◆ Data items:
________
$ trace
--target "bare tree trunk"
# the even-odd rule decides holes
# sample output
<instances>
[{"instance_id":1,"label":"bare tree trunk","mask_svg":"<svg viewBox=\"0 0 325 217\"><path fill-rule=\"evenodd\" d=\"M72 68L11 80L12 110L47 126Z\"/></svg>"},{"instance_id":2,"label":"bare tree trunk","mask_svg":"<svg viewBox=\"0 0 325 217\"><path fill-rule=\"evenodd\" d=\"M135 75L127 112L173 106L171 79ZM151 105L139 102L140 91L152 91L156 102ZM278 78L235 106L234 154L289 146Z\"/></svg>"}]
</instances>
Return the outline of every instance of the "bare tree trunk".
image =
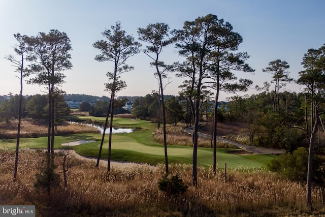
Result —
<instances>
[{"instance_id":1,"label":"bare tree trunk","mask_svg":"<svg viewBox=\"0 0 325 217\"><path fill-rule=\"evenodd\" d=\"M64 188L67 188L67 169L66 169L66 162L67 161L67 155L63 157L63 176L64 178Z\"/></svg>"},{"instance_id":2,"label":"bare tree trunk","mask_svg":"<svg viewBox=\"0 0 325 217\"><path fill-rule=\"evenodd\" d=\"M105 134L106 133L106 128L107 127L107 123L108 123L108 117L110 116L110 112L111 110L111 104L112 103L112 95L111 94L111 100L110 100L110 104L108 106L108 110L107 111L107 115L106 115L106 120L105 120L105 125L104 126L104 129L103 131L103 136L102 136L102 141L101 142L101 146L100 147L100 151L98 153L98 157L97 158L97 163L96 163L96 168L98 168L98 166L100 164L100 160L101 160L101 156L102 155L102 149L103 149L103 144L104 144L104 139L105 138Z\"/></svg>"},{"instance_id":3,"label":"bare tree trunk","mask_svg":"<svg viewBox=\"0 0 325 217\"><path fill-rule=\"evenodd\" d=\"M23 70L23 56L22 58L21 70L20 71L20 94L19 96L19 107L18 110L18 126L17 131L17 143L16 144L16 157L15 158L15 168L14 172L14 180L17 178L17 170L18 165L18 153L19 152L19 139L20 138L20 125L21 123L21 104L22 103L22 77Z\"/></svg>"},{"instance_id":4,"label":"bare tree trunk","mask_svg":"<svg viewBox=\"0 0 325 217\"><path fill-rule=\"evenodd\" d=\"M54 86L52 87L54 88ZM51 153L53 155L54 154L54 136L55 135L55 130L54 129L54 119L55 118L55 111L54 111L54 98L53 97L53 92L52 93L52 109L51 109L52 113L51 116Z\"/></svg>"},{"instance_id":5,"label":"bare tree trunk","mask_svg":"<svg viewBox=\"0 0 325 217\"><path fill-rule=\"evenodd\" d=\"M219 88L217 88L214 99L214 117L213 118L213 173L217 172L217 123L218 122L218 99Z\"/></svg>"},{"instance_id":6,"label":"bare tree trunk","mask_svg":"<svg viewBox=\"0 0 325 217\"><path fill-rule=\"evenodd\" d=\"M306 131L307 138L309 138L309 127L308 126L308 115L307 109L307 96L305 95L305 119L306 120Z\"/></svg>"},{"instance_id":7,"label":"bare tree trunk","mask_svg":"<svg viewBox=\"0 0 325 217\"><path fill-rule=\"evenodd\" d=\"M315 109L316 112L316 119L314 123L312 131L310 134L310 139L309 139L309 151L308 152L308 167L307 171L307 206L311 208L311 178L312 178L312 163L313 163L313 150L314 148L314 141L315 139L315 135L317 130L318 120L318 118L317 117L318 116L318 110Z\"/></svg>"}]
</instances>

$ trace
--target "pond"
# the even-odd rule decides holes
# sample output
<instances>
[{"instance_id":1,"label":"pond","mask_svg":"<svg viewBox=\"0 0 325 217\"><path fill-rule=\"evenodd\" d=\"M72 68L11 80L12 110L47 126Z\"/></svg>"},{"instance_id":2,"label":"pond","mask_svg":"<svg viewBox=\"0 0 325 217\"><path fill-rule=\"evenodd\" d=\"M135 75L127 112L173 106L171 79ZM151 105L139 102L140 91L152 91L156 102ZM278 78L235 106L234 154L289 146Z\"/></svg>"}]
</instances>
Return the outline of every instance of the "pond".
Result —
<instances>
[{"instance_id":1,"label":"pond","mask_svg":"<svg viewBox=\"0 0 325 217\"><path fill-rule=\"evenodd\" d=\"M94 127L98 129L101 131L101 133L103 134L104 132L104 126L101 126L98 125L93 125L93 124L89 124L87 123L87 125L89 125L92 127ZM105 134L109 134L110 133L110 128L106 128L106 130L105 131ZM117 134L117 133L132 133L134 129L132 128L112 128L112 134Z\"/></svg>"}]
</instances>

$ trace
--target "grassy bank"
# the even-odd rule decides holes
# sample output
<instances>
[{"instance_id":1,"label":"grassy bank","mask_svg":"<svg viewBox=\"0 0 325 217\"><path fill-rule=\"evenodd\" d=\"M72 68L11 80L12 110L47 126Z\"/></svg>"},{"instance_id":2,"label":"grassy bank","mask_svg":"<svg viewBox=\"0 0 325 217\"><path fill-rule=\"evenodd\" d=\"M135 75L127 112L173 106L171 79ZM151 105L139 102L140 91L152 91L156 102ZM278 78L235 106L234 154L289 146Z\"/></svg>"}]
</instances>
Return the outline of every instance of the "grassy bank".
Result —
<instances>
[{"instance_id":1,"label":"grassy bank","mask_svg":"<svg viewBox=\"0 0 325 217\"><path fill-rule=\"evenodd\" d=\"M68 186L52 190L51 197L34 187L35 174L44 153L28 150L20 153L17 180L13 181L14 151L0 151L0 204L35 205L36 216L283 216L325 214L324 189L314 187L313 208L305 203L304 185L279 179L264 170L229 171L226 180L220 170L198 169L198 187L191 185L191 167L171 165L171 175L178 173L188 191L169 196L159 190L165 167L139 165L112 167L105 180L106 165L96 169L89 161L75 159L68 172ZM59 164L56 172L63 179Z\"/></svg>"},{"instance_id":2,"label":"grassy bank","mask_svg":"<svg viewBox=\"0 0 325 217\"><path fill-rule=\"evenodd\" d=\"M104 117L94 117L87 116L77 116L84 119L95 119L98 122L104 122ZM137 163L144 163L157 165L165 162L164 146L159 139L153 137L153 132L156 129L156 124L148 121L129 118L114 118L115 126L124 128L141 129L132 133L114 134L112 137L111 159L117 161L128 161ZM72 125L73 127L80 125ZM58 126L58 130L61 130L66 126ZM72 128L73 127L71 127ZM46 130L46 126L43 128ZM192 148L191 146L182 144L182 141L188 143L191 136L181 132L178 128L179 135L169 136L169 145L168 148L168 160L171 164L192 163ZM169 130L176 131L171 127ZM72 128L70 130L72 131ZM170 134L172 135L172 134ZM55 139L55 148L61 148L61 144L78 140L94 140L95 142L70 146L83 156L96 158L102 139L102 134L99 133L78 133L57 136ZM102 153L102 158L108 157L108 135L106 135L105 141ZM206 141L202 141L201 144L206 144ZM0 140L0 146L14 148L16 147L15 139ZM31 148L46 148L47 138L22 138L20 139L21 147ZM181 143L183 145L176 144ZM204 145L204 146L206 146ZM217 163L220 168L223 168L226 163L229 168L242 167L245 168L253 168L264 167L271 159L276 157L273 155L264 155L255 157L249 156L229 154L229 149L218 148L217 150ZM200 147L198 152L198 162L199 165L209 167L212 165L213 152L211 148Z\"/></svg>"}]
</instances>

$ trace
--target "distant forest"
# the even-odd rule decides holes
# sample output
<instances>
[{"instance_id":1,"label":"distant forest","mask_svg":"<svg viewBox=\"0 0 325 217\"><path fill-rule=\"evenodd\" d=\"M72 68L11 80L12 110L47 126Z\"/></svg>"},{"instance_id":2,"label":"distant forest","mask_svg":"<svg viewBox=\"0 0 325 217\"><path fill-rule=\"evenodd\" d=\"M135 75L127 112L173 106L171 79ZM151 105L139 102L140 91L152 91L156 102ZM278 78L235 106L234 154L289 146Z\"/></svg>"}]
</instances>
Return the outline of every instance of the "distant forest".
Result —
________
◆ Exercise instructions: How many lines in the rows above contain the word "outline"? Reply with the number alone.

◆ Written answer: 4